Texto
• • • •

Blog da Liz de Sá Cavalcante

Amor recolhido

Quem sabe se eu recolher meu amor do mundo, seja feliz ou, ao menos, lembre de mim, pelo que deixei de amar. Sempre posso recolher o nada, no que passou, sem eu ter sido ao menos o que passou. Os passos da vida são apagados pelas minhas cinzas. Minhas cinzas voam pela minha liberdade, talvez isto seja morrer: fazer das minhas cinzas as asas da minha morte, onde posso estar em qualquer lugar, se minhas cinzas estiverem em mim, impregnadas na alma. Vim ao mundo, para tornar as minhas cinzas a minha alma, essa é minha eternidade, meu amor! Não tenho forças nem para morrer, mas, quando vejo minhas cinzas, percebo que nem tudo acabou, tenho a alma para viver, isso é tudo, mas não é o fim. O que acabou comigo foi o abandono, nunca a morte. Que a morte se liberte das minhas cinzas, elas são inúteis. Há mais no céu do que estrelas, do que morte. Quem sabe exista o amanhã?

• • • •

Exercícios
1) Segundo o texto "Amor recolhido", o que acabou com quem fala?
2) Troque "cinzas" por "lembranças" e reescreva o texto "Amor recolhido" desde "Quem sabe se" até "exista o amanhã?".

Informações fornecidas
• • • •

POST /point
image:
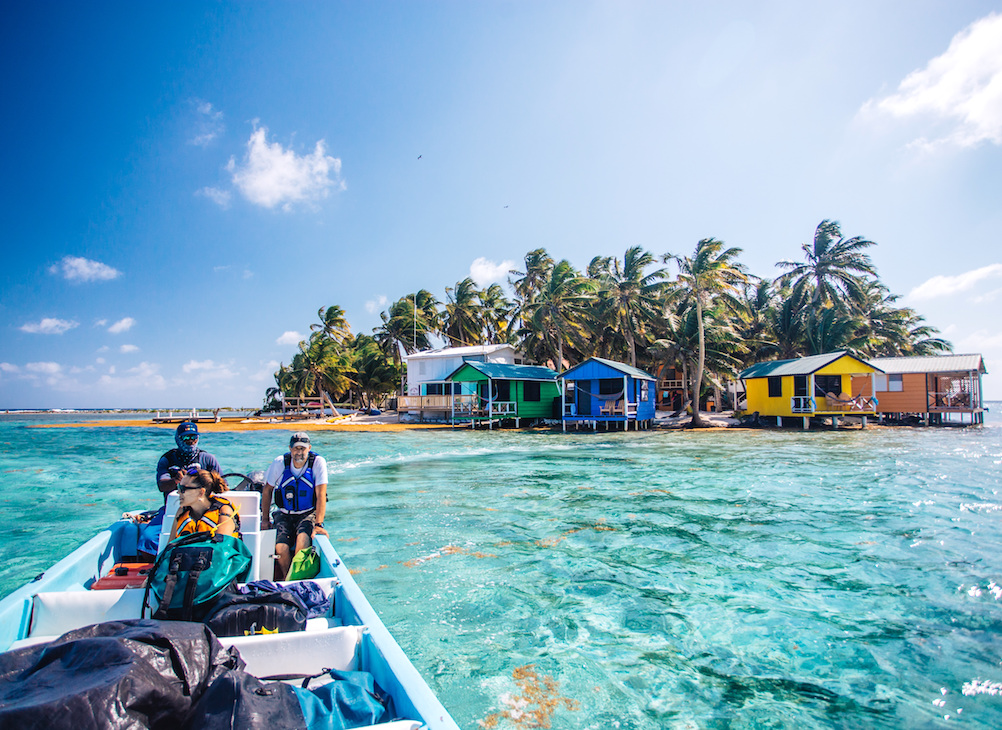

• • • •

Respostas
1) O abandono, nunca a morte.

2)
Quem sabe se eu recolher meu amor do mundo, seja feliz ou, ao menos, lembre de mim, pelo que deixei de amar. Sempre posso recolher o nada, no que passou, sem eu ter sido ao menos o que passou. Os passos da vida são apagados pelas minhas lembranças. Minhas lembranças voam pela minha liberdade, talvez isto seja morrer: fazer das minhas lembranças as asas da minha morte, onde posso estar em qualquer lugar, se minhas lembranças estiverem em mim, impregnadas na alma. Vim ao mundo, para tornar as minhas lembranças a minha alma, essa é minha eternidade, meu amor! Não tenho forças nem para morrer, mas, quando vejo minhas lembranças, percebo que nem tudo acabou, tenho a alma para viver, isso é tudo, mas não é o fim. O que acabou comigo foi o abandono, nunca a morte. Que a morte se liberte das minhas lembranças, elas são inúteis. Há mais no céu do que estrelas, do que morte. Quem sabe exista o amanhã?